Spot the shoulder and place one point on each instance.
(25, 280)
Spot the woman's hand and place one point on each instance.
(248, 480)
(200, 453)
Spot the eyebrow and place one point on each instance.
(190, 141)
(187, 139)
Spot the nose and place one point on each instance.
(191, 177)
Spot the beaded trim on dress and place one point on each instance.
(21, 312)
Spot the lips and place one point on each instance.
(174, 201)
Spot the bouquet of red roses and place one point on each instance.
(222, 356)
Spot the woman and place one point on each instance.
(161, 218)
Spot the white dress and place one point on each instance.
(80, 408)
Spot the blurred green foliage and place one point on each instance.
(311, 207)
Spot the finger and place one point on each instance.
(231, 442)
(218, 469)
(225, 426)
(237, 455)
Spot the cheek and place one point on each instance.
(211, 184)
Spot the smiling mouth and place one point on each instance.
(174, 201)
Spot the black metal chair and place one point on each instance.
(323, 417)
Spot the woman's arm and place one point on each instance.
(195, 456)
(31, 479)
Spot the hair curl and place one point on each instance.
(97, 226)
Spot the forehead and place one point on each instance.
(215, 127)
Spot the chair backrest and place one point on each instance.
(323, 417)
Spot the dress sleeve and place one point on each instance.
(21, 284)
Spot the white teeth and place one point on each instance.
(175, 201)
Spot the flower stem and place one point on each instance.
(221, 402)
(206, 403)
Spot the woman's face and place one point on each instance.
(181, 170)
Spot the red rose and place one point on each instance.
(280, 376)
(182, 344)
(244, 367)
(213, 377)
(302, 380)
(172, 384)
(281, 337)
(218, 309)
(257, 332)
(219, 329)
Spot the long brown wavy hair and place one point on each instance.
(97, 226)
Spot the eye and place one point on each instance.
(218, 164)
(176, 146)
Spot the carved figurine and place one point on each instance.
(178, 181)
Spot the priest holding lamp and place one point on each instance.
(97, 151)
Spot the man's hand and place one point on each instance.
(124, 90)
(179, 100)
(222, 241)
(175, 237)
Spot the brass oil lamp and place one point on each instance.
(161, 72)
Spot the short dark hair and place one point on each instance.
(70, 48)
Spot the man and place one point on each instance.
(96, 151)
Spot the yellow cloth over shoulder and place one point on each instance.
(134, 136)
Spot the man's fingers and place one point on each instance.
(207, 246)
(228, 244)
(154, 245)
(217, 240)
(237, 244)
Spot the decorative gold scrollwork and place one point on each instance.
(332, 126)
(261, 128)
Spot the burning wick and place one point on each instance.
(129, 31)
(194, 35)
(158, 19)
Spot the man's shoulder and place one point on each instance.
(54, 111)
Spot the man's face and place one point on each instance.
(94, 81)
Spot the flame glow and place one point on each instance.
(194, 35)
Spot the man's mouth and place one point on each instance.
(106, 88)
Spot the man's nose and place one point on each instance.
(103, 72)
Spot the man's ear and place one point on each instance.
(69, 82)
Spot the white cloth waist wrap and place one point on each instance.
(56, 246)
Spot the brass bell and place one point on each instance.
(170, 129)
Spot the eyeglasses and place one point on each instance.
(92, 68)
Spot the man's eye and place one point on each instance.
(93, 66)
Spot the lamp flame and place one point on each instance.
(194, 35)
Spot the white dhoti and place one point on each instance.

▬▬▬▬▬▬

TASK BRIEF: Convert every entry above into a numbered list, omitting blank lines.

TASK RESPONSE:
1. Spot the shoulder and place one point on each instance.
2. (25, 280)
3. Spot the woman's hand and place one point on each instance.
4. (248, 480)
5. (200, 453)
6. Spot the eyebrow and place one point on each instance.
7. (190, 141)
8. (187, 139)
9. Spot the nose and place one point on each instance.
10. (191, 177)
11. Spot the beaded trim on dress and place one point on each instance.
12. (21, 312)
13. Spot the lips and place one point on each instance.
14. (174, 201)
15. Spot the bouquet of red roses and place one point on each instance.
16. (222, 356)
17. Spot the woman and place one point on each instance.
18. (161, 218)
19. Spot the white dress and place one point on each instance.
20. (80, 408)
21. Spot the blurred green foliage and place one point on each instance.
22. (311, 207)
23. Spot the finger and place one point on each instance.
24. (231, 442)
25. (218, 469)
26. (225, 426)
27. (237, 455)
28. Spot the cheek and place one point on each instance.
29. (211, 184)
30. Spot the smiling mouth and place one point on each instance.
31. (174, 201)
32. Spot the black metal chair and place one point on each instance.
33. (323, 417)
34. Spot the woman's arm and place one point on each instance.
35. (195, 456)
36. (31, 479)
37. Spot the hair curl and place one point on each instance.
38. (97, 226)
39. Spot the forehead and place one point on each instance.
40. (215, 127)
41. Spot the chair backrest and place one point on each instance.
42. (323, 417)
43. Spot the dress sleeve and place one point on each instance.
44. (21, 284)
45. Spot the white teeth and place one point on each instance.
46. (175, 201)
47. Spot the flower stem and place one point on each instance.
48. (221, 402)
49. (206, 403)
50. Spot the woman's face and place one point on each instance.
51. (181, 170)
52. Spot the red rose and place one point on each instance.
53. (280, 376)
54. (182, 344)
55. (244, 367)
56. (213, 377)
57. (302, 380)
58. (172, 384)
59. (281, 337)
60. (218, 309)
61. (257, 332)
62. (219, 329)
63. Spot the long brown wavy hair and place one point on each instance.
64. (97, 226)
65. Spot the eye and place one point on each instance.
66. (218, 164)
67. (176, 146)
68. Spot the carved figurine and place one point on each instance.
69. (178, 181)
70. Spot the priest holding lamp and place one point on each instance.
71. (97, 151)
72. Spot the man's hand and place one point on each instance.
73. (124, 90)
74. (179, 100)
75. (222, 241)
76. (175, 237)
77. Spot the brass oil lamp and place one point on each instance.
78. (161, 72)
79. Spot the short dark hair and place one point on each instance.
80. (70, 48)
81. Spot the man and place one point on each instance.
82. (96, 151)
83. Spot the yellow cloth over shoulder and place one point on each instance.
84. (134, 136)
85. Spot the man's fingers and place one point on each instance.
86. (207, 246)
87. (228, 244)
88. (154, 245)
89. (217, 240)
90. (237, 244)
91. Spot the decorative gold scrollwork and place one point on each instance.
92. (332, 126)
93. (261, 128)
94. Spot the burning wick and place one point on each instance.
95. (129, 31)
96. (194, 35)
97. (158, 19)
98. Spot the man's shoulder and place one point on each instance.
99. (54, 111)
100. Spot the man's face and place one point on each instance.
101. (94, 81)
102. Spot the flame glow and place one point on each instance.
103. (194, 35)
104. Spot the man's mouth and place one point on each instance.
105. (106, 88)
106. Spot the man's nose and place one point on each instance.
107. (103, 72)
108. Spot the man's ear and place one point on each instance.
109. (69, 82)
110. Spot the white cloth waist wrap and place one point on each instance.
111. (56, 246)
112. Spot the brass bell and place one point on each instance.
113. (170, 129)
114. Spot the eyeglasses and place one point on each instance.
115. (92, 68)
116. Spot the man's eye and place one point on each instance.
117. (93, 66)
118. Spot the lamp flame and place one point on each instance.
119. (194, 35)
120. Spot the white dhoti and place one point on each instance.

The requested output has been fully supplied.